** start of SUPPLIED PASSAGE **

This forest was outstanding and a total haven for my lovely and tree hugging travel buddy! Surrounded by trees of different shapes, sizes, shades and positioned at different angles, Nic was in her element and I looked around in admiration as we passed the two very largest trees I have ever, ever seen. HUGE. One was named the Father of the forest for it's age / size, as we visited him, we gazed in silence and amazement at the sheer size, both in the width and height of it. Positioned at different loactions within the forest, they were certainly the most memorable of all trees I have hugged and observed and well worth a visit.
* (check it out: http://www.doc.govt.nz/conservation/native-plants/kauri/)

** end of SUPPLIED PASSAGE **
** start of SOURCE MATERIAL **

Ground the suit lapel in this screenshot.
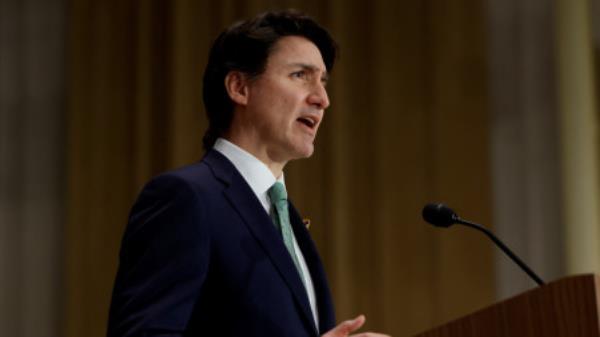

** end of SOURCE MATERIAL **

CHALLENGE 1 – In the forest passage, list the ways the trees are said to differ in the sentence beginning "Surrounded by trees".
CHALLENGE 2 – Please edit the forest passage from "This forest was" up to and including "worth a visit.", swapping "forest" for "woodland".
CHALLENGE 3 – Resume the forest passage after its last sentence.
The lines after the forest passage are separate material.

FINAL RESULT 1 – shapes, sizes, shades, angles

FINAL RESULT 2 –
This woodland was outstanding and a total haven for my lovely and tree hugging travel buddy! Surrounded by trees of different shapes, sizes, shades and positioned at different angles, Nic was in her element and I looked around in admiration as we passed the two very largest trees I have ever, ever seen. HUGE. One was named the Father of the woodland for it's age / size, as we visited him, we gazed in silence and amazement at the sheer size, both in the width and height of it. Positioned at different loactions within the woodland, they were certainly the most memorable of all trees I have hugged and observed and well worth a visit.

FINAL RESULT 3 –
The rest of our day was spent driving South towards Helensville where we quickly decided to escape for it's lack of character or scenery. Knowing that the Coromandel was too far away to reach that evening, we pulled an idea out of the air ( I love implusive decisions) and picked an area on the coast towards Auckland and on route (well, sort of) to the Coromandel - the name of the quaint little town being Piha. For a random and last minute decision, it turned out rather well, because it was as we drove down the coastal road towards our campsite, that we noticed the most stunning beach complete with a large rock positioned in the water and sticking out onto the beach. Still on the right side of day light, we checked in speedily and bombed it down to the beach to catch sunset. My god am I glad we did. Nic ran along the water, dipping her toes in and out as she admired her surroundings as I sat myself down on the sand and just stared at what was before me. I don't think I can remember a sunset where the reflection of the sun shone so clearly on the water and smooth sand in front of me. Coupled with the many shaped clouds and colours shining through them, this made for one of the highlights of such a special road trip. I am becoming a sucker for scenery, as for the secomd time I was moved completely to tears by pure beauty and the concept that the most amazing things in this life really do come for free.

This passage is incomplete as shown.